## Görev listesi
1. Su analizleri metnine göre numuneler kaç ilde toplanıyor?
2. Lütfen su analizleri metninde "İçme-kullanma suyu, kaynak" sözlerinden başlayıp "su güvenliği sağlanıyor." sözlerine kadar, bu sözler de dahil olmak üzere, hiçbir değişiklik yapmadan alıntılayın.

İçme ve kullanma suları mikrobiyolojik ve kimyasal açıdan tek tek inceleniyor

Bu haberin fotoğrafı yok

İçme-kullanma suyu, kaynak suyu, doğal mineralli su, kaplıca suyu ve havuz suyu gibi farklı türlerdeki sular, Ulusal Halk Sağlığı Referans Laboratuvarlarında mikrobiyolojik ve kimyasal açıdan tek tek inceleniyor.

Sağlık Bakanlığı Halk Sağlığı Genel Müdürlüğüne bağlı Ulusal Halk Sağlığı Referans Laboratuvarları, içme-kullanma suyu, kaynak suyu, doğal mineralli su, kaplıca suyu ve havuz suyu gibi farklı türlerdeki suların mikrobiyolojik ve kimyasal analizlerini mevzuata uygun şekilde gerçekleştiriyor. 81 ilde toplanan numuneler, kabul kriterlerine göre değerlendirilip otomasyon sistemine kaydediliyor. Talep edilen analiz türüne göre numune, su kimyası ve mikrobiyoloji laboratuvarına yönlendiriliyor. Çevresel kirleticiler, civa, arsenik gibi ağır materyaller dahil olmak üzere birçok parametrelerin incelendiği analizler sayesinde su güvenliği sağlanıyor.

“Özel istek numunelerini de çalışabiliyoruz”

## Kayıtlı veriler
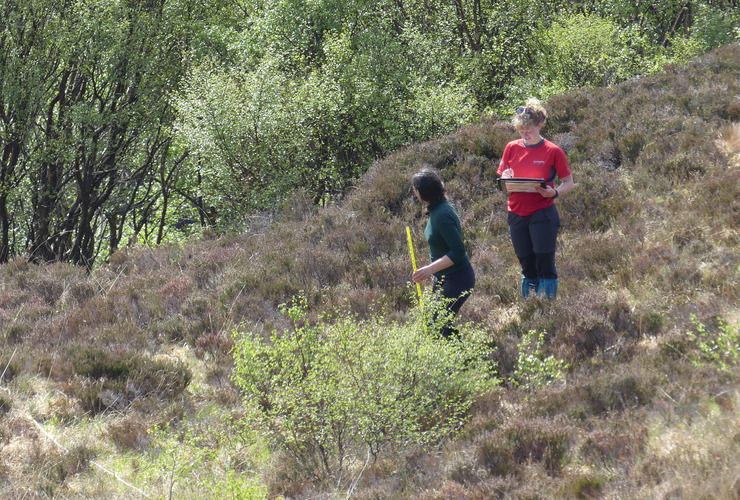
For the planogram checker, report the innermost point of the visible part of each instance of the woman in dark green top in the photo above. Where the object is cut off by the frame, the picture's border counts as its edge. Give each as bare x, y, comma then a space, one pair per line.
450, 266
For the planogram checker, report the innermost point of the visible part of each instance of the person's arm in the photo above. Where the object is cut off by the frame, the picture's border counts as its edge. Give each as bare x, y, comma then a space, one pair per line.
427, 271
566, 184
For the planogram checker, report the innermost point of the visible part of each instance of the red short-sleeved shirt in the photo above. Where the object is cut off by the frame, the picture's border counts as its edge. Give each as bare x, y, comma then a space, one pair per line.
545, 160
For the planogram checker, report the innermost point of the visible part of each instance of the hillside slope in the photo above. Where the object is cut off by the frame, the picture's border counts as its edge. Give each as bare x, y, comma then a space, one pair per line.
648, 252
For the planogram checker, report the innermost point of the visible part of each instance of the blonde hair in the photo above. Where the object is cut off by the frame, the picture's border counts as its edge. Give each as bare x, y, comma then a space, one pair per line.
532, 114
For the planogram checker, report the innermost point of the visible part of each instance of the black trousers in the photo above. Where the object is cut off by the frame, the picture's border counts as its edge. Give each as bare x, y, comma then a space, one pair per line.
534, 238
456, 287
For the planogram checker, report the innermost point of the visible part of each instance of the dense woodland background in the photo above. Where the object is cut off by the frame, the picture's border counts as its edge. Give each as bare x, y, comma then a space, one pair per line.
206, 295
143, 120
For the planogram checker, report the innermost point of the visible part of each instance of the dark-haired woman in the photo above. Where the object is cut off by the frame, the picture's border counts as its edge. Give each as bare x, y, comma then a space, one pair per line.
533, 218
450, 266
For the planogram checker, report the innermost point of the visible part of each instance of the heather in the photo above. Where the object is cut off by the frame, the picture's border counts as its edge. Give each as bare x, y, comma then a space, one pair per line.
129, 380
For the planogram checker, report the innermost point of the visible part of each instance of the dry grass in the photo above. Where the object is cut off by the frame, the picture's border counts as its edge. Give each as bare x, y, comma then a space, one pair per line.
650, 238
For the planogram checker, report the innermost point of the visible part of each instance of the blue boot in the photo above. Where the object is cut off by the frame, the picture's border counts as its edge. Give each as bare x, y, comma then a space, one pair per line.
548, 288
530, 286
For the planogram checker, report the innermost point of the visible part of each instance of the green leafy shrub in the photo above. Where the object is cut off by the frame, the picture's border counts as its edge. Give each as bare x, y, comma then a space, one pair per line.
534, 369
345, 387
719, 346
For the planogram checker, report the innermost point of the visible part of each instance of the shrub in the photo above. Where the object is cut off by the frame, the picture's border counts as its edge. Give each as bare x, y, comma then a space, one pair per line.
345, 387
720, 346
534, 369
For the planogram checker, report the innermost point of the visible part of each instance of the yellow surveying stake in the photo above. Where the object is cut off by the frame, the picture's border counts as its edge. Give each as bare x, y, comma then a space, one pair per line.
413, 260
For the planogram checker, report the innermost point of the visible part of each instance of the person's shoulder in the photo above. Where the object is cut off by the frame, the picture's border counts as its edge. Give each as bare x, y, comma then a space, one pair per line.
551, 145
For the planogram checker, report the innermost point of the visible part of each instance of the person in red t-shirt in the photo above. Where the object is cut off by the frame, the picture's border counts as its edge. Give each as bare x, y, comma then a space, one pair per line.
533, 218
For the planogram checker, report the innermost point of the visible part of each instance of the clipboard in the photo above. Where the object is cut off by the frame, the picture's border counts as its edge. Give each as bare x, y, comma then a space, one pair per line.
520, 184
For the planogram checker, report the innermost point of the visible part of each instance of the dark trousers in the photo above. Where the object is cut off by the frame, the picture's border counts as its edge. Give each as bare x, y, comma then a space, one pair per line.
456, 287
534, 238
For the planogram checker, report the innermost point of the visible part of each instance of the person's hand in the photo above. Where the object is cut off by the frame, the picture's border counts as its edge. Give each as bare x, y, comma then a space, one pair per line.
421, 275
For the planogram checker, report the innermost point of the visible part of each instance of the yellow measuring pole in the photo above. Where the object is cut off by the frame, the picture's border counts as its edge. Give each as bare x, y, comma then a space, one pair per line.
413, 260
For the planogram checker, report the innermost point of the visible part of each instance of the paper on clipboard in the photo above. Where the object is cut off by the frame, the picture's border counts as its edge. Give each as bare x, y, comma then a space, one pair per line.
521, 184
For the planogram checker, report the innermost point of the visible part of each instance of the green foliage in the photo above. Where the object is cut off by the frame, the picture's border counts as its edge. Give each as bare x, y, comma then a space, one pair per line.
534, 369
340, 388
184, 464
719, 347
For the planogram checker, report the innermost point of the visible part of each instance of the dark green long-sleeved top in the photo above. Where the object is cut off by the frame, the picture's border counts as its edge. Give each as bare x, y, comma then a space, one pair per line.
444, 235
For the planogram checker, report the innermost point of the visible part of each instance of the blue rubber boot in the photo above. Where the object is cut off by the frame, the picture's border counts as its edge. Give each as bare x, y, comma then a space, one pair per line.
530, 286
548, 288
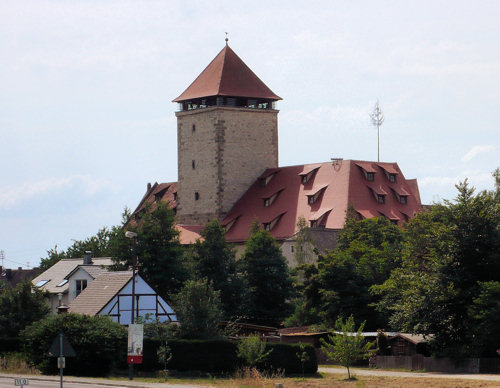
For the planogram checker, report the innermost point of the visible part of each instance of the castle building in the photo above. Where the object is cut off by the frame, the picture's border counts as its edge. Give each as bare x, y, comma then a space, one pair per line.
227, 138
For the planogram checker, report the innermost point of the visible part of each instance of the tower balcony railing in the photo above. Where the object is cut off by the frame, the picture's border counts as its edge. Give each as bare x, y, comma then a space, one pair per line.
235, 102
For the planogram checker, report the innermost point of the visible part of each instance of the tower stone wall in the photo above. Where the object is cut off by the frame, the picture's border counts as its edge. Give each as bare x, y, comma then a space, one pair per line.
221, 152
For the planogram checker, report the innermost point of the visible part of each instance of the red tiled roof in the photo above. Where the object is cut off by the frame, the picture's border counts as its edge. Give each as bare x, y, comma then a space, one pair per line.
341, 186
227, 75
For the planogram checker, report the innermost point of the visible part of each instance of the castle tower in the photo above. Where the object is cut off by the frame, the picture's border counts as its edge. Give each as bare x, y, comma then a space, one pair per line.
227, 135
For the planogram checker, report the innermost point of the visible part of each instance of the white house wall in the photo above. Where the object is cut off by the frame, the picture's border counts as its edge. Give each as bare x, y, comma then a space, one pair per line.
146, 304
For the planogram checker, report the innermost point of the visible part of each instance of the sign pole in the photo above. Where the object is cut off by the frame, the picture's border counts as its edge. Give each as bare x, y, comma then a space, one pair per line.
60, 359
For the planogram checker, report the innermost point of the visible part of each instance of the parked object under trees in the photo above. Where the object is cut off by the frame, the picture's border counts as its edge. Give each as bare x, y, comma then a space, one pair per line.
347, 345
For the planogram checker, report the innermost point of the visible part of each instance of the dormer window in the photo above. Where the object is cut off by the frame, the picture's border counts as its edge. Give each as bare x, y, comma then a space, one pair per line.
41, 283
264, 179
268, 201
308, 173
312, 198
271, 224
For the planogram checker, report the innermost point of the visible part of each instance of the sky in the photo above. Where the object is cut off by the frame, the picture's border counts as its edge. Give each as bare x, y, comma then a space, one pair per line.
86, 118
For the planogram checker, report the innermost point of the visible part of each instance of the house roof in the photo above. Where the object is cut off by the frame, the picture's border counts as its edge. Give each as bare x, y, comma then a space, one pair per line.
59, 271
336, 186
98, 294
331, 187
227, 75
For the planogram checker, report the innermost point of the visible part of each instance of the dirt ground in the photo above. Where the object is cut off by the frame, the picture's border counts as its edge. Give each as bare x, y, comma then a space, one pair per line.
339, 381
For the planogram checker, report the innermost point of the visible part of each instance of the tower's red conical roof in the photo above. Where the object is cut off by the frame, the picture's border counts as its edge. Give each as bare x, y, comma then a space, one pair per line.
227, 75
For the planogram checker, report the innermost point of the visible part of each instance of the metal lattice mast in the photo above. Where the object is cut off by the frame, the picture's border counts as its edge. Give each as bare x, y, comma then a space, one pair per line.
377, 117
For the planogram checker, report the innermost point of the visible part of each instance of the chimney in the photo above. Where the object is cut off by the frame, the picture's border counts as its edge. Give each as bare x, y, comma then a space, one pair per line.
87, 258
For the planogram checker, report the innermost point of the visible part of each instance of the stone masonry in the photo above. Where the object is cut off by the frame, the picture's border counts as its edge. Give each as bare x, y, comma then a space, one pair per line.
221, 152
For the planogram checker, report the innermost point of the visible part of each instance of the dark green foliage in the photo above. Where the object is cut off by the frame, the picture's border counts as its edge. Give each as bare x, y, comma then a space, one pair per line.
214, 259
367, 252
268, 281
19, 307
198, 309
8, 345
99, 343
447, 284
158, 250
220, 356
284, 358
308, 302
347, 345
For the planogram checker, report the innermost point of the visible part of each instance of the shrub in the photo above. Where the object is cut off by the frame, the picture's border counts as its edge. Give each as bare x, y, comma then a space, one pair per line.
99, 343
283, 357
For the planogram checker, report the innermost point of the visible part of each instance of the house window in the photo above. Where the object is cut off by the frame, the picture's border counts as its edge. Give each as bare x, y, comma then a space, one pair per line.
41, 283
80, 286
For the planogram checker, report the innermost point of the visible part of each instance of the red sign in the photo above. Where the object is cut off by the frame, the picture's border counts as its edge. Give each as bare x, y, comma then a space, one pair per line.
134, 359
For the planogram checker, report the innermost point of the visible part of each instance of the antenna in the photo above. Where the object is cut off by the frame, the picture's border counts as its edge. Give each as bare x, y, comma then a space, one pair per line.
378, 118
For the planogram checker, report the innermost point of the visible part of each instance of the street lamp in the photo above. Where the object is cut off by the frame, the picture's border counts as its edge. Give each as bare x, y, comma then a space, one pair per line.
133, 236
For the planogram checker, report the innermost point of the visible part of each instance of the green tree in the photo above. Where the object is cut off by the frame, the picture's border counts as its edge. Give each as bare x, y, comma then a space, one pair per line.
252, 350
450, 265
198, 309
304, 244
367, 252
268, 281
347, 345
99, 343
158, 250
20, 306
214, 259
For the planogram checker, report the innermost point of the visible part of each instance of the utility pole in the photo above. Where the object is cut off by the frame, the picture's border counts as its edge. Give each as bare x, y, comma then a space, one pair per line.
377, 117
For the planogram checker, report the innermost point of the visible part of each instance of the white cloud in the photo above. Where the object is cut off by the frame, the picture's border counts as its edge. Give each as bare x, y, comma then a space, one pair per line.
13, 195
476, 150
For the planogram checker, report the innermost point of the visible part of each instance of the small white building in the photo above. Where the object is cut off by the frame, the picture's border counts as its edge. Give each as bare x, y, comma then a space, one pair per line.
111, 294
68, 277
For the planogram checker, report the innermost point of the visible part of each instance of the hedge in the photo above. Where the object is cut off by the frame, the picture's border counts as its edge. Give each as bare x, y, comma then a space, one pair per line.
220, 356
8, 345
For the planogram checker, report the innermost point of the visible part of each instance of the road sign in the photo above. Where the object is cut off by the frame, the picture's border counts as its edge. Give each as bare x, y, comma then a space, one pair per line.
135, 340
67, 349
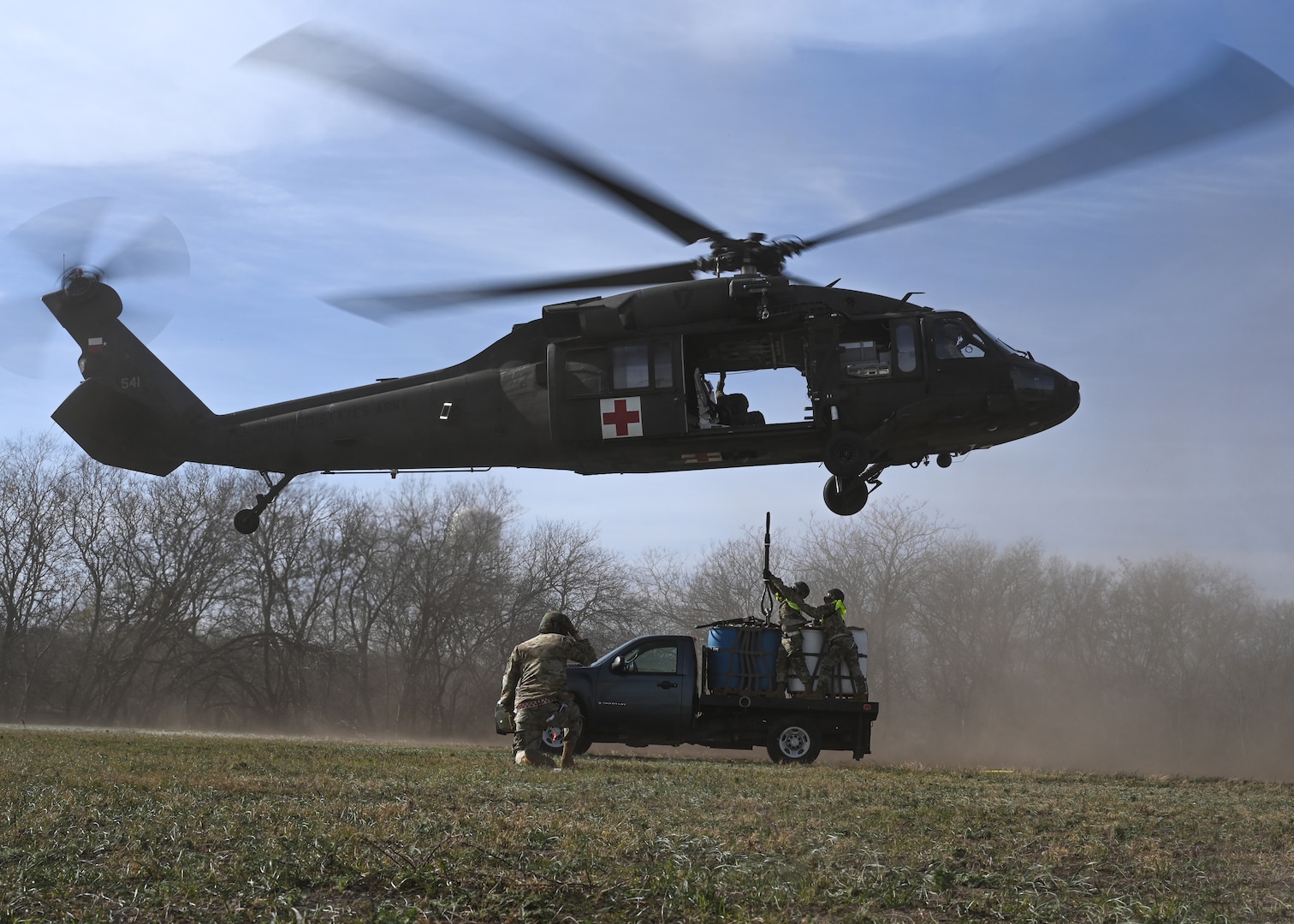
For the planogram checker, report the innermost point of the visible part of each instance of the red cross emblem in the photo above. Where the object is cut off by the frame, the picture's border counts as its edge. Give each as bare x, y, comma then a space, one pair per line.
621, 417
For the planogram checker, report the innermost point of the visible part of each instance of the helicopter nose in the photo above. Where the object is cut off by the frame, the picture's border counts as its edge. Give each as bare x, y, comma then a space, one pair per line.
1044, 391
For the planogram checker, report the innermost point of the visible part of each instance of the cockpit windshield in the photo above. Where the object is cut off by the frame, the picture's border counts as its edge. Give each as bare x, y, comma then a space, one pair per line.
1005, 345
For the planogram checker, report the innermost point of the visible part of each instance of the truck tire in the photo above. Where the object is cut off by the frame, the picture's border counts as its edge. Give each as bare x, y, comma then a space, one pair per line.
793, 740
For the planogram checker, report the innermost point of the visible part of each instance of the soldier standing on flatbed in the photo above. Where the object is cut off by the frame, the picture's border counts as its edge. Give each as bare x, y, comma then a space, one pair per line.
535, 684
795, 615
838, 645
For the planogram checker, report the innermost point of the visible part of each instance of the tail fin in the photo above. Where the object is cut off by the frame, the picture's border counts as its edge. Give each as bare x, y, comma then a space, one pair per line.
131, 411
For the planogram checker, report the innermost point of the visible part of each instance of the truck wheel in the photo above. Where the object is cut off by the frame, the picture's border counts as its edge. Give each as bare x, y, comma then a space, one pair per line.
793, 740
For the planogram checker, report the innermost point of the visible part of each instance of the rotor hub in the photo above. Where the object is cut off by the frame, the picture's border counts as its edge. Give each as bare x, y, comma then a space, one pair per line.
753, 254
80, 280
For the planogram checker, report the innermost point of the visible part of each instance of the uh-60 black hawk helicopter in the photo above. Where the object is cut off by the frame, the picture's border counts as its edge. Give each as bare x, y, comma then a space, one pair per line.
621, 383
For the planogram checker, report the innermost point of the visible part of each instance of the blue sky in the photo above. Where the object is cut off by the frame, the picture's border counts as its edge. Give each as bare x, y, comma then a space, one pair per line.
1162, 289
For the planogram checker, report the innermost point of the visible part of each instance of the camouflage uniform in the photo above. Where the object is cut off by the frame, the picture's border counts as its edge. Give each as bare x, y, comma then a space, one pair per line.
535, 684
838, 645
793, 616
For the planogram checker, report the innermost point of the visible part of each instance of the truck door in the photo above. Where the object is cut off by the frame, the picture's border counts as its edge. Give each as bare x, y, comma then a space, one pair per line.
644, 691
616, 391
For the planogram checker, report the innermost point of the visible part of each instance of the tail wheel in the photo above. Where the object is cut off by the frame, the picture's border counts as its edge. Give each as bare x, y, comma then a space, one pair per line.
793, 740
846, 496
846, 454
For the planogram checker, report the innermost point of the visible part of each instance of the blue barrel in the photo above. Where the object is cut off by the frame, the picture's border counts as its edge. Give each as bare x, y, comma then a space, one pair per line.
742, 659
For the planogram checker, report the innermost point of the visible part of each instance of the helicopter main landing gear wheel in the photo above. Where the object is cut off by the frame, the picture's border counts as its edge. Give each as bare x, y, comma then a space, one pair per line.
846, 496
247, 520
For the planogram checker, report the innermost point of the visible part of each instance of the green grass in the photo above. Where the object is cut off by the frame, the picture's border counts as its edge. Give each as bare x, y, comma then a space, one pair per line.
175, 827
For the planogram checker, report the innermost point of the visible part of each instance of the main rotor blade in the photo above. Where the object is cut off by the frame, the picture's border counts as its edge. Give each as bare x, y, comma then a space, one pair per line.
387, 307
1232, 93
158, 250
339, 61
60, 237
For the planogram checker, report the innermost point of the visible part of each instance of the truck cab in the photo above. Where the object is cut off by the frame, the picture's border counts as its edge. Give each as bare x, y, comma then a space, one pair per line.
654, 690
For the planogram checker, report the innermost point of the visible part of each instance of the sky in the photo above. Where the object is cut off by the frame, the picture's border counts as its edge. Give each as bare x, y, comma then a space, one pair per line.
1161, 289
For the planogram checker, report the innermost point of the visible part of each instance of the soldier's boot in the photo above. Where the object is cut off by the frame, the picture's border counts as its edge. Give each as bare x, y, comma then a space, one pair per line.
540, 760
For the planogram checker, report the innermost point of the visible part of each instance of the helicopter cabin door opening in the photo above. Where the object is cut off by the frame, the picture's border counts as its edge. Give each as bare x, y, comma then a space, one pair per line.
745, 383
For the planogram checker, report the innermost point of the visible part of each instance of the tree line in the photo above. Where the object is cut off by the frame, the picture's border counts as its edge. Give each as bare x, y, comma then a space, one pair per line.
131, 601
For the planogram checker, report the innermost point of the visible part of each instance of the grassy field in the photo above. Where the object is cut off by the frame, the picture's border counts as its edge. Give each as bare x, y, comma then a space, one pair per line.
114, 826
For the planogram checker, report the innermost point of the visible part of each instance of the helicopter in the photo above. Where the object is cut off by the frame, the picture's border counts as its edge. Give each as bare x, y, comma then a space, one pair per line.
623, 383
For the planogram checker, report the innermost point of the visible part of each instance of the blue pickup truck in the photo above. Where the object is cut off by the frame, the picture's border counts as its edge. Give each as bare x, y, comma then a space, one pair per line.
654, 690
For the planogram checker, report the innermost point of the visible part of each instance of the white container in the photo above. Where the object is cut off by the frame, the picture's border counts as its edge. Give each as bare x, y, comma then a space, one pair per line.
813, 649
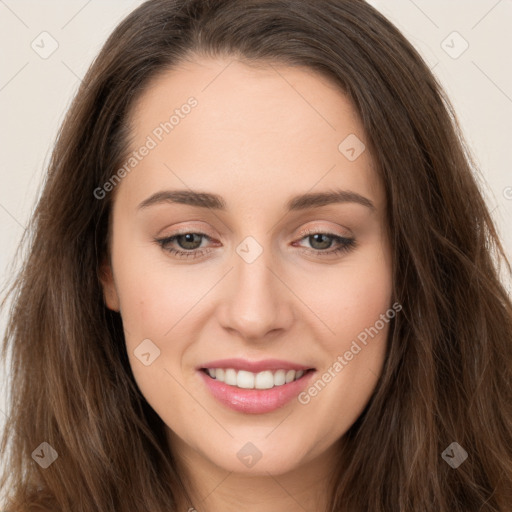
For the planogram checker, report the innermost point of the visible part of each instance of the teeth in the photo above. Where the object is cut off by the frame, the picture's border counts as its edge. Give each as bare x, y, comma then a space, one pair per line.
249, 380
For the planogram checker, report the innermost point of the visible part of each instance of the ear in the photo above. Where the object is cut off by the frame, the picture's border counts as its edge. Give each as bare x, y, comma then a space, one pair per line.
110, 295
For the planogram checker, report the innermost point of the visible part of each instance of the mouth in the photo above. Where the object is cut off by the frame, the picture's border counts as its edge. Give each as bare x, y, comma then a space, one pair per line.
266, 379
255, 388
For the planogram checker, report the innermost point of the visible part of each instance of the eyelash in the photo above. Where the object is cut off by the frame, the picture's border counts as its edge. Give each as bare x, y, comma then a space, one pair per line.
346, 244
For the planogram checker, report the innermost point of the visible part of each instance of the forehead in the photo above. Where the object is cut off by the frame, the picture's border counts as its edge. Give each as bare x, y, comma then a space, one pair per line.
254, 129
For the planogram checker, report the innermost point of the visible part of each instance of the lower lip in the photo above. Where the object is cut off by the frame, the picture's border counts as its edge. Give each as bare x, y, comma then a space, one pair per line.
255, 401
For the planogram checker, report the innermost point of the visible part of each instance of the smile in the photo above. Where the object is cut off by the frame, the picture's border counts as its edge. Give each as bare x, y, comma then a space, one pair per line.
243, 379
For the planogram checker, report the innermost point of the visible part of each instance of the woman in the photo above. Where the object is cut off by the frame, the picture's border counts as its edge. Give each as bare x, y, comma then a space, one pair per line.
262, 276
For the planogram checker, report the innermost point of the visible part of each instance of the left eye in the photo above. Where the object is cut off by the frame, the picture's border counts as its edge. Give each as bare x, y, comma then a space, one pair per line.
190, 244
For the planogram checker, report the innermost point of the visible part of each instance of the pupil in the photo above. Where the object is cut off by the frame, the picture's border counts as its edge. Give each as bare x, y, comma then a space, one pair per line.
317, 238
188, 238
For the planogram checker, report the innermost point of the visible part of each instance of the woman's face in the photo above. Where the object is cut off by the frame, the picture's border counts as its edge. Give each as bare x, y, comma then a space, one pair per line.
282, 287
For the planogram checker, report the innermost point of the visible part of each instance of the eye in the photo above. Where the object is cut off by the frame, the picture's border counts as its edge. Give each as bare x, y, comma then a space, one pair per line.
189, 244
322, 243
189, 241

## Alıştırma sonuçları
1. 81 ilde.

2.
İçme-kullanma suyu, kaynak suyu, doğal mineralli su, kaplıca suyu ve havuz suyu gibi farklı türlerdeki sular, Ulusal Halk Sağlığı Referans Laboratuvarlarında mikrobiyolojik ve kimyasal açıdan tek tek inceleniyor.

Sağlık Bakanlığı Halk Sağlığı Genel Müdürlüğüne bağlı Ulusal Halk Sağlığı Referans Laboratuvarları, içme-kullanma suyu, kaynak suyu, doğal mineralli su, kaplıca suyu ve havuz suyu gibi farklı türlerdeki suların mikrobiyolojik ve kimyasal analizlerini mevzuata uygun şekilde gerçekleştiriyor. 81 ilde toplanan numuneler, kabul kriterlerine göre değerlendirilip otomasyon sistemine kaydediliyor. Talep edilen analiz türüne göre numune, su kimyası ve mikrobiyoloji laboratuvarına yönlendiriliyor. Çevresel kirleticiler, civa, arsenik gibi ağır materyaller dahil olmak üzere birçok parametrelerin incelendiği analizler sayesinde su güvenliği sağlanıyor.